Show each line of the rows below that contains the string "building", matching its case exactly.

+++ Records for the task +++

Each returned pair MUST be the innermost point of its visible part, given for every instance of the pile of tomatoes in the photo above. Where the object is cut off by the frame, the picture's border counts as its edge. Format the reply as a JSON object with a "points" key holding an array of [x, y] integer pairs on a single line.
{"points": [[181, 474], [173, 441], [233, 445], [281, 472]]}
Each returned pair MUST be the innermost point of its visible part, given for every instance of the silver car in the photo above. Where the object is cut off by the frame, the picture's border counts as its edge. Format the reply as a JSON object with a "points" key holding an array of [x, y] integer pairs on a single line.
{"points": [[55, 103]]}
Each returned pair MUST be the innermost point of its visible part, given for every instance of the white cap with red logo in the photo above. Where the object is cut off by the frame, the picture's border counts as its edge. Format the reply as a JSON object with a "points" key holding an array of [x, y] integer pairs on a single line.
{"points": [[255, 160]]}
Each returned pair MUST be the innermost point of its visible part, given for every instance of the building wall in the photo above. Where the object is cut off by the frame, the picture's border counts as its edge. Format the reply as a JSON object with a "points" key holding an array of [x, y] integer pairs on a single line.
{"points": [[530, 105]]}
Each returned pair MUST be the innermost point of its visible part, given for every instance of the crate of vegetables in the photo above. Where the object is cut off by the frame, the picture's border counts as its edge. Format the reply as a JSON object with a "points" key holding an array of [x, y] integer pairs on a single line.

+++
+++ Records for the task +++

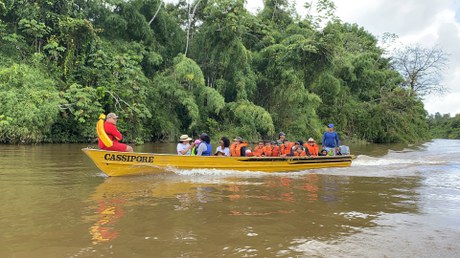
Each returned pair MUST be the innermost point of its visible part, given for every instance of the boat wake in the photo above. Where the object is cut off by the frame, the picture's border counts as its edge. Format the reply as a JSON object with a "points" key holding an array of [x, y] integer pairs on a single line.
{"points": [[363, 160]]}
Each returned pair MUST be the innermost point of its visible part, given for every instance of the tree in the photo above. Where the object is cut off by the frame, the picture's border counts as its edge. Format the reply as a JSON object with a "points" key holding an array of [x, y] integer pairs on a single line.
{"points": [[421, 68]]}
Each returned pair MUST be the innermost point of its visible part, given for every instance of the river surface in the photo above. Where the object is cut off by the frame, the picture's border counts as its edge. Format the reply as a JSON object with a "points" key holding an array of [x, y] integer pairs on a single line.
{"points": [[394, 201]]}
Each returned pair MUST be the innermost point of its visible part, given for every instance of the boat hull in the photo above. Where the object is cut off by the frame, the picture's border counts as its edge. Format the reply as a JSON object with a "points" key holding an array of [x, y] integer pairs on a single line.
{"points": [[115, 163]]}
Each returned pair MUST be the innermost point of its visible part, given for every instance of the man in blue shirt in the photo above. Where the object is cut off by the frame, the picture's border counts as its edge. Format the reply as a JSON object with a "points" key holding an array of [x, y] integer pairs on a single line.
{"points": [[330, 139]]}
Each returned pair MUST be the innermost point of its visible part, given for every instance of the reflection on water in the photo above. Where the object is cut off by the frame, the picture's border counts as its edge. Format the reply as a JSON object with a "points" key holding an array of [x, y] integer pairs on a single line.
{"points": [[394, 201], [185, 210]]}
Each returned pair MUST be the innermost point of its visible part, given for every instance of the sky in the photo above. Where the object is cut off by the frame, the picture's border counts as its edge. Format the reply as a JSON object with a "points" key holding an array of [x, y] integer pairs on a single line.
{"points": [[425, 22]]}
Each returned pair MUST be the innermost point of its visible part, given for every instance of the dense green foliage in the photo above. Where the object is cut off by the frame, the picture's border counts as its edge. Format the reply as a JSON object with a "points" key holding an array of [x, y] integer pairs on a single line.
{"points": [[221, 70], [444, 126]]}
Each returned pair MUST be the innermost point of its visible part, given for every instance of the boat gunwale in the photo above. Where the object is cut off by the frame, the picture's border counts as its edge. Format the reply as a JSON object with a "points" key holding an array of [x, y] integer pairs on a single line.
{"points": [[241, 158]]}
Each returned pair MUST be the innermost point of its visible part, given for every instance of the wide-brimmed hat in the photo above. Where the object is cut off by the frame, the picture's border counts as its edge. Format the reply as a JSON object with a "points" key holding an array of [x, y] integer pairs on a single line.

+++

= Task output =
Each returned pair MUST be the innermost point of its visible part, given for every instance of the building wall in the photo above. Where the object is cut off by the frame, the picture's border counts as its edge. Format the reply as a JSON object with a "points" key holding an array of [x, y] integer pairs on a single line.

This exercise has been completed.